- Born: August 27, 1880 Milford, Pennsylvania
- Died: June 30, 1976 (aged 95) Fairmont, West Virginia
- Other names: "Bertie"
- Known for: First lady of West Virginia, 1941-1945

= Alberta Ramage Neely =

First Lady of West Virginia

Alberta Ramage Neely (1880–1976) was the wife of former Governor of West Virginia Matthew M. Neely and served as that state's First Lady from 1941 to 1945. She was known to family and friends as "Bertie."

==Formative years==
Born as Alberta Clair Ramage on August 27, 1880, in Milford, Pennsylvania, Alberta Ramage was a daughter of Benjamin Franklin Ramage and Almira Lavinia (Hefner) Ramage. Following graduation from Fairmont Normal School (now Fairmont State University), she attended Randolph-Macon College in Ashland, Virginia and Emerson College of Elocution in Boston, Massachusetts. In 1903, she married Matthew M. Neely, a native of West Virginia who later achieved nationwide prominence during his long career in politics, a career that began with his election as mayor of Fairmont, West Virginia in 1908.

◆ **CHALLENGES**:
**a.** In the biography of Alberta Ramage Neely, in what year did she marry Matthew M. Neely?
**b.** Carry the Alberta Ramage Neely biography forward from its final sentence.

Point-based annotation data:
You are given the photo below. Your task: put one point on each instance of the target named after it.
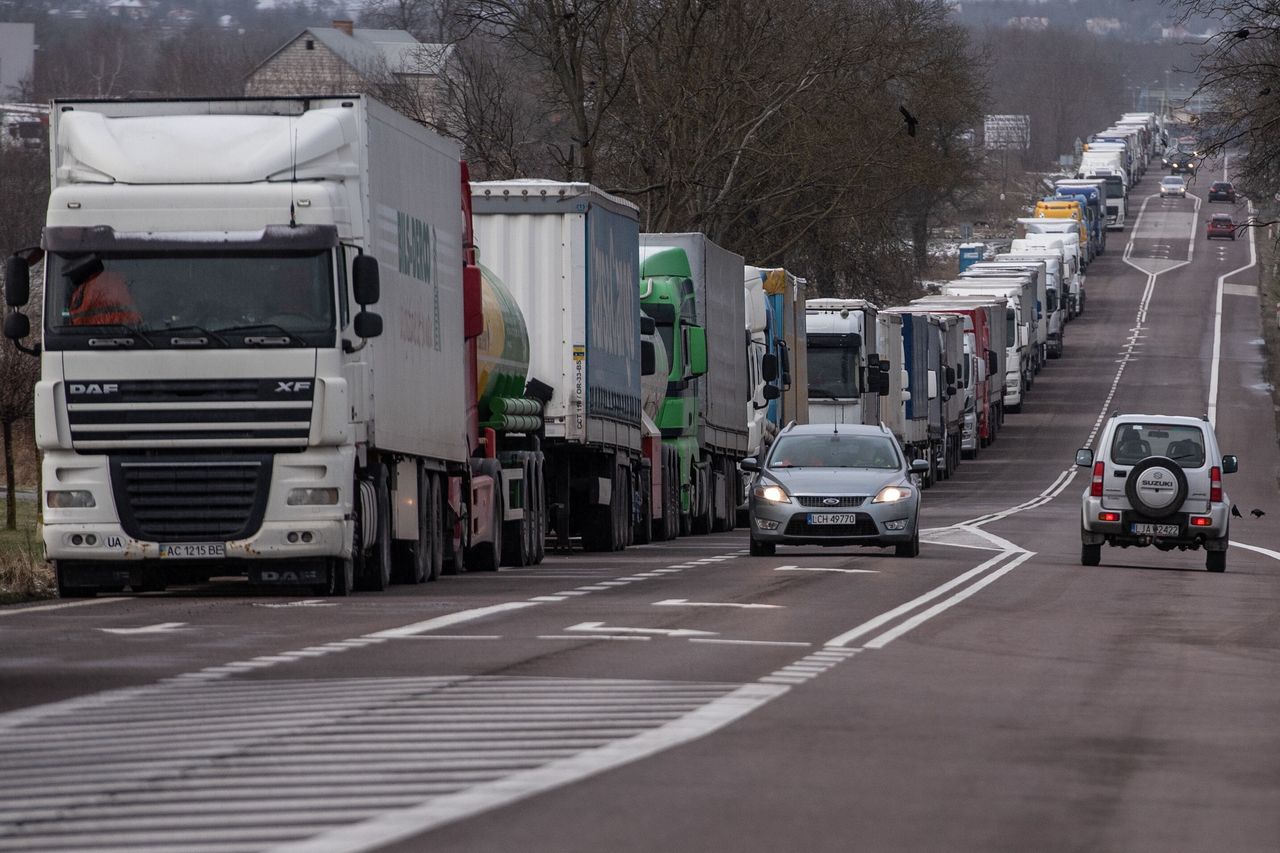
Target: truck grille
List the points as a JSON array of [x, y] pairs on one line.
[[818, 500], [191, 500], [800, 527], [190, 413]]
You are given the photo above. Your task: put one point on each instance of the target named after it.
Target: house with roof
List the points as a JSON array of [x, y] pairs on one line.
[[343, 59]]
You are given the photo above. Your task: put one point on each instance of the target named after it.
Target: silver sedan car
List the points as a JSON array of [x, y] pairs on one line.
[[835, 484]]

==

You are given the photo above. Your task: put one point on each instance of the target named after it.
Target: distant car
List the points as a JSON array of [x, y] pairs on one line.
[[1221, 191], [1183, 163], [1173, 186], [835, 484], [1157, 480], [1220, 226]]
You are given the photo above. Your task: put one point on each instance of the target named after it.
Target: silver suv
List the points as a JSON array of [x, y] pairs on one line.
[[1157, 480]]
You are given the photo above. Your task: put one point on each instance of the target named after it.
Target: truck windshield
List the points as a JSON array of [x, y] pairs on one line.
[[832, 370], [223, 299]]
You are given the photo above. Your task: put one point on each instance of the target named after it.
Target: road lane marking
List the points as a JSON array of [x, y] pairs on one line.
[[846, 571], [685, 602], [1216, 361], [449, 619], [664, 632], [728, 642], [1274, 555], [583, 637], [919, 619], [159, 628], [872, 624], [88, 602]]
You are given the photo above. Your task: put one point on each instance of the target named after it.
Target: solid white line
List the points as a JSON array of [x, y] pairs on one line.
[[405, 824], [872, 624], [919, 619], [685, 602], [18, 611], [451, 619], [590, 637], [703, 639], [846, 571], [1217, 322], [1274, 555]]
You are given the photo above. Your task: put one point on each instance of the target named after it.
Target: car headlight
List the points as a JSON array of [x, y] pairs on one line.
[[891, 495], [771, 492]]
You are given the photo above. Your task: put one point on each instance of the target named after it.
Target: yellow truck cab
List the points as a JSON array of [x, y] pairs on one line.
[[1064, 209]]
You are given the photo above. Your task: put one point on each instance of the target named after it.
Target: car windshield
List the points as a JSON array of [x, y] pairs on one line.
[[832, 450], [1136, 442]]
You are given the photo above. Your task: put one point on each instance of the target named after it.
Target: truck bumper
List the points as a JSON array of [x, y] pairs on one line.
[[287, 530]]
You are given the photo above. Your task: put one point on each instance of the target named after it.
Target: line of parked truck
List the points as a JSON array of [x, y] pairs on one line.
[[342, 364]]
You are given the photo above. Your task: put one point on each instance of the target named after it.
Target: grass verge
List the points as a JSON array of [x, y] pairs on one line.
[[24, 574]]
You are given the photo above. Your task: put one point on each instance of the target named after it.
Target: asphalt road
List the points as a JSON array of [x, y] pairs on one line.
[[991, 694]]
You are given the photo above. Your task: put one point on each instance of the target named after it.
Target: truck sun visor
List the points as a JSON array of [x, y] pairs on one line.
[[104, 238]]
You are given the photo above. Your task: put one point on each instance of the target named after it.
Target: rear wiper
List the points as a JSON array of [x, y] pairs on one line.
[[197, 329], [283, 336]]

◆ **OUTPUTS IN ORDER**:
**a.** 1903

**b.**
==Political activities and public service==
On January 19, 1941, Neely and her husband attended the Inaugural Gala at Constitution Hall in Washington, D.C. as part of a delegation of thirty-two state executives and state representatives who were celebrating the third inauguration of U.S. President Franklin D. Roosevelt. As a first lady during World War II, she also sold war bonds and raised money for servicemen's clubs. In May 1944, she and her husband hosted a dinner party in Charleston, West Virginia for the British Ambassador and his wife, who were visiting the United States to raise funds for the British War Relief Society.

After her husband left office, the couple moved to Washington, D.C., where Matthew Neely served in the United States Senate until his death in 1958. In 1963, her portrait was one of eleven new portraits that were hung in the governor's mansion in Charleston, West Virginia. It was officially presented to the state during an unveiling ceremony on July 10 of that year.

Following the death of her husband, Neely lived in Fairmont, West Virginia, where she died on June 30, 1976.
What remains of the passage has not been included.